→ About this task
The expected reply is all of the data, returned exactly.

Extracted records
++++
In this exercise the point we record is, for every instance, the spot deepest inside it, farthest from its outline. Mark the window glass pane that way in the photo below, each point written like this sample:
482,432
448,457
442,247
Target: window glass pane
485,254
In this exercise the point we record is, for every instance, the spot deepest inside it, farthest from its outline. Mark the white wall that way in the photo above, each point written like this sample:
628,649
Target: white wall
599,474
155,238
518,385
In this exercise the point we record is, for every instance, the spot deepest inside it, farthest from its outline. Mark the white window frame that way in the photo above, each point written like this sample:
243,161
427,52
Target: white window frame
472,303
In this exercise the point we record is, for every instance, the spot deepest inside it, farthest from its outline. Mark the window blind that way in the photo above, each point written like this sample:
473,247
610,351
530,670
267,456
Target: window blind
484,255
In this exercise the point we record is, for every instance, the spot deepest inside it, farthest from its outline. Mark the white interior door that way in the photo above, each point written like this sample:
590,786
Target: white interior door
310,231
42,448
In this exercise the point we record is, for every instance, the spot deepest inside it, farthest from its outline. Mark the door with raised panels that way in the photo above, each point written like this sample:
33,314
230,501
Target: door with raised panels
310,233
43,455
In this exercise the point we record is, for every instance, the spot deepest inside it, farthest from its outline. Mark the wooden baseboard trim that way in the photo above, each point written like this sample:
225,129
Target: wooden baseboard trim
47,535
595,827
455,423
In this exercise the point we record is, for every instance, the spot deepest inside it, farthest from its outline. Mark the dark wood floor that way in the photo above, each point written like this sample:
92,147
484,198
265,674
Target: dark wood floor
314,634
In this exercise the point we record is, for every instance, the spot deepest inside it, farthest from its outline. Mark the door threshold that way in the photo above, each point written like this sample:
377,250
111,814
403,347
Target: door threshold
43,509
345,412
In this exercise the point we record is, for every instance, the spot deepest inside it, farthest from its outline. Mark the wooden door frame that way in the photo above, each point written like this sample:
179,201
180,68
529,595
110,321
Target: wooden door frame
++++
→ Task response
In this exercise the point we record is, for every instance, the spot deepest inside it, farthest from its outline. Mark the window glass pane that way in the photo below, each point written like this sample:
482,432
448,457
442,247
Target: window glass pane
485,254
In this exercise the point we record is, for every instance, the spot deepest inside it, farthest from its outline. Mark the white wall that way in the photo above, each point written like this sample:
628,649
Target: white wall
599,474
155,238
518,385
In this exercise the point we record is, for every instance, the spot deepest inside it, farthest from its outline. Mark the white window frame that way in the photo above, each point written like this sample:
243,161
427,52
Target: white window frame
472,303
In this exercise the point we record is, for every instance, the spot deepest inside it, farthest from its outline. Mark the window blind that way in the photo above, each point written like this sample:
473,247
610,351
530,670
267,456
Target: window blind
484,255
In this exercise the point we record is, for every instance, the spot deepest inside it, farthest from its outline. Mark the white interior door that way in the photo above, each point written like this sample:
590,786
Target: white interior door
310,231
42,448
In this exercise the point we record is, for every instance, the spot deepest inside it, farthest from its outline. Mark the door with raised panels that way in the photo above, each point written like this sample:
33,314
230,501
Target: door with raised panels
310,233
43,455
In this exercise the point we record is, for every instance, the spot deepest inside it, farthest from its outline. Mark the wooden baseboard trim that way in the photo above, each point written like this sample:
225,129
Target: wooden baseboard trim
47,535
595,827
455,423
In this exercise the point we record is, for every instance, the spot deepest inside it, farthest from its outline. Mark the dark wood floor that way in the photo above, each point written like this sample:
92,147
484,198
265,674
Target: dark wood floor
314,634
In this exercise the point we record is, for every instance, the spot deepest inside it, farthest from its outline. Mark the door threshold that way in the photo above, each point written like this sample:
377,250
111,814
403,347
Target: door threshold
43,509
345,412
In this exercise the point we record is, for every instance, the spot deepest inside it, farthest from its outline. Mark the wooden door frame that way in the photo above, each point written like this sample:
179,201
180,68
529,595
110,321
Target: wooden door frame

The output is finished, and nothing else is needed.